[BEGIN]
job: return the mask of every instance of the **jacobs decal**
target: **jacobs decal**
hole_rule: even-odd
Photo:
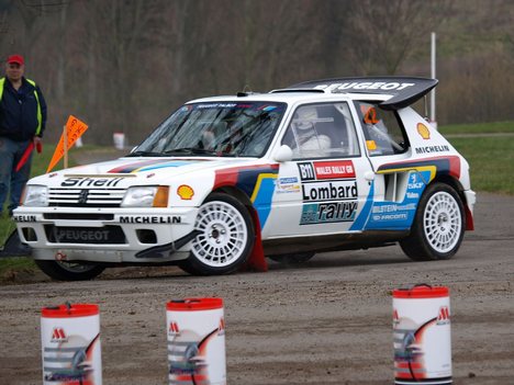
[[[431,138],[431,131],[423,123],[417,123],[416,128],[423,139],[428,140]]]

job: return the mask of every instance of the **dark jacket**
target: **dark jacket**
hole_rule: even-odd
[[[37,92],[37,99],[34,91]],[[22,78],[22,86],[16,91],[5,78],[0,101],[0,137],[8,137],[16,141],[32,139],[40,125],[37,100],[42,115],[41,131],[37,136],[43,136],[46,124],[46,103],[40,88]]]

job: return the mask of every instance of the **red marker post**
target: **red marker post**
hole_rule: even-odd
[[[452,383],[448,287],[394,290],[393,336],[395,385]]]
[[[168,302],[166,321],[169,384],[226,385],[223,301]]]
[[[97,305],[67,304],[41,310],[44,385],[101,385]]]

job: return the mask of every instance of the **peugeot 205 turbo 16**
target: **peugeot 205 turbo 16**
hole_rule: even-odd
[[[473,228],[468,162],[410,105],[435,79],[309,81],[193,100],[131,154],[31,179],[14,220],[57,280],[105,267],[225,274],[255,256],[400,244],[444,260]]]

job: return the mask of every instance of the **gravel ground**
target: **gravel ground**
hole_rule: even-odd
[[[391,291],[416,283],[450,290],[454,383],[512,384],[514,199],[478,200],[477,229],[449,261],[411,262],[393,246],[216,278],[21,274],[0,292],[0,384],[42,383],[40,312],[66,301],[100,306],[104,384],[167,384],[166,302],[190,296],[224,299],[228,384],[392,384]]]

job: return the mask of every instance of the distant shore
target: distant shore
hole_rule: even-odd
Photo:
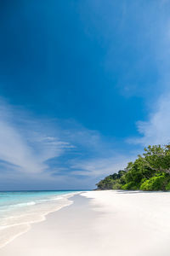
[[[88,191],[32,224],[1,256],[167,256],[170,194]]]

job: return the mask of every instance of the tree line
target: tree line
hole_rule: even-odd
[[[107,176],[97,189],[170,190],[170,145],[148,146],[124,170]]]

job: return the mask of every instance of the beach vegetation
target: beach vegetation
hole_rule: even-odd
[[[144,191],[170,190],[170,145],[144,148],[124,170],[107,176],[97,184],[98,189]]]

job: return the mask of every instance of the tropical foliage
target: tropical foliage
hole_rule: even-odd
[[[170,190],[170,145],[145,148],[127,168],[99,182],[98,189]]]

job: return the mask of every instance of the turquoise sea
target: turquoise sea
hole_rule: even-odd
[[[45,220],[49,212],[71,204],[69,198],[79,192],[0,192],[0,247],[26,232],[31,224]]]

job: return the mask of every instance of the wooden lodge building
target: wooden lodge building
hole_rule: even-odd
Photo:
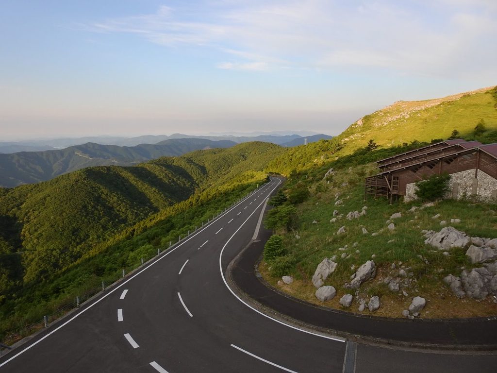
[[[462,139],[448,140],[378,161],[380,173],[366,179],[366,194],[390,199],[416,198],[415,183],[432,175],[451,176],[454,198],[476,195],[497,198],[497,143],[483,145]]]

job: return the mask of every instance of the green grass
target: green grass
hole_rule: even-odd
[[[382,151],[377,151],[379,154]],[[373,152],[371,156],[375,153]],[[295,231],[286,232],[280,230],[276,232],[283,236],[283,247],[288,250],[288,255],[294,259],[294,265],[285,275],[293,276],[298,282],[304,284],[295,285],[301,287],[298,290],[294,289],[292,295],[314,301],[313,294],[316,289],[312,286],[311,280],[316,267],[325,258],[335,256],[335,262],[338,264],[336,269],[325,284],[334,286],[339,299],[343,294],[350,292],[350,290],[345,286],[350,281],[350,276],[359,266],[371,260],[374,255],[373,260],[378,269],[378,275],[374,280],[363,284],[359,290],[360,295],[366,297],[373,295],[385,297],[395,305],[390,308],[383,307],[379,312],[386,316],[399,317],[402,307],[407,307],[402,303],[406,301],[406,299],[402,295],[389,292],[383,281],[385,277],[396,276],[399,262],[402,262],[405,268],[410,269],[409,272],[413,274],[413,278],[415,279],[415,284],[408,289],[408,292],[413,294],[416,289],[430,296],[447,291],[448,287],[441,281],[445,276],[449,274],[459,276],[463,267],[467,269],[475,267],[467,260],[465,255],[466,250],[464,249],[451,249],[450,255],[446,256],[442,252],[425,245],[425,238],[421,233],[422,230],[439,231],[443,226],[440,225],[440,221],[445,220],[449,222],[448,225],[465,231],[470,236],[497,237],[497,205],[445,200],[438,201],[434,206],[408,212],[413,206],[419,206],[421,203],[413,201],[404,203],[399,201],[391,205],[386,199],[375,200],[370,197],[365,201],[364,178],[376,173],[374,165],[368,164],[347,167],[349,164],[350,163],[337,161],[322,168],[319,175],[314,175],[310,171],[300,175],[299,181],[289,179],[283,187],[288,192],[298,183],[307,181],[311,191],[310,197],[297,205]],[[336,172],[328,180],[322,180],[329,166],[334,166]],[[342,187],[344,183],[348,185]],[[335,196],[337,192],[340,193],[338,199],[343,200],[343,205],[339,206],[334,205]],[[364,206],[368,208],[366,215],[352,220],[345,218],[349,212],[360,212]],[[333,217],[335,209],[343,216],[331,223],[330,220]],[[399,212],[401,212],[402,217],[393,220],[396,228],[394,231],[390,231],[387,228],[387,221],[393,214]],[[439,219],[432,218],[438,213],[441,214]],[[482,219],[482,216],[485,216],[485,218]],[[451,224],[451,218],[461,219],[461,222]],[[317,222],[313,222],[315,221]],[[338,229],[342,226],[345,226],[345,234],[337,235]],[[363,234],[363,227],[368,231],[368,234]],[[373,232],[378,234],[373,236]],[[296,238],[295,233],[298,233],[300,238]],[[354,243],[357,243],[355,247]],[[347,246],[346,250],[339,250],[345,245]],[[356,252],[356,250],[359,252]],[[346,253],[346,258],[341,258],[343,253]],[[425,260],[428,261],[427,264]],[[397,267],[395,270],[391,269],[392,263]],[[351,269],[352,266],[353,270]],[[268,272],[267,274],[270,275],[271,273]],[[275,276],[273,277],[269,282],[275,283],[277,280]],[[447,299],[454,300],[450,293],[446,295]],[[391,298],[393,299],[390,300]],[[486,309],[483,309],[485,305],[483,302],[477,306],[471,304],[464,311],[466,313],[463,312],[461,315],[497,313],[495,304]],[[338,306],[332,301],[330,302],[329,305]]]
[[[487,131],[497,129],[494,90],[483,89],[445,98],[398,101],[361,118],[337,137],[346,152],[365,146],[370,139],[389,147],[414,140],[429,142],[448,138],[454,129],[462,137],[472,136],[484,120]]]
[END]
» **Brief**:
Can you set down, without changing a character, the stretch of the records from their first line through the line that contains "[[[88,191],[32,224],[1,256],[167,256],[170,194]]]", both ends included, with the pictures left out?

» **Expected output**:
job: return the mask of every instance of the **jacobs decal**
target: **jacobs decal**
hole_rule: even-odd
Photo:
[[[431,138],[431,131],[423,123],[417,123],[416,128],[423,139],[428,140]]]

job: return the mask of every instance of the **dark jacket**
target: **dark jacket**
hole_rule: even-odd
[[[37,92],[37,99],[34,91]],[[22,78],[22,86],[16,91],[5,78],[0,101],[0,137],[8,137],[16,141],[32,139],[40,125],[37,100],[42,115],[41,131],[37,136],[43,136],[46,124],[46,103],[40,88]]]

job: return the mask of every instance of the **red marker post**
target: **red marker post**
hole_rule: even-odd
[[[452,383],[448,287],[394,290],[393,336],[395,385]]]
[[[168,302],[166,321],[169,384],[226,385],[223,301]]]
[[[97,305],[67,304],[41,310],[44,385],[101,385]]]

job: return the mask of every instance of the **peugeot 205 turbo 16**
target: **peugeot 205 turbo 16**
hole_rule: even-odd
[[[473,228],[468,162],[410,105],[435,79],[309,81],[193,100],[131,154],[31,179],[14,220],[57,280],[105,267],[225,274],[255,256],[400,244],[444,260]]]

job: return the mask of every instance of the **gravel ground**
target: **gravel ground**
hole_rule: even-odd
[[[391,291],[416,283],[450,290],[454,383],[512,384],[514,199],[478,200],[477,229],[449,261],[411,262],[393,246],[216,278],[21,274],[0,292],[0,384],[42,383],[40,312],[66,301],[100,306],[104,384],[167,384],[166,302],[190,296],[224,299],[228,384],[392,384]]]

job: return the mask of every instance of the distant shore
target: distant shore
hole_rule: even-odd
Photo:
[[[88,191],[32,224],[1,256],[167,256],[170,194]]]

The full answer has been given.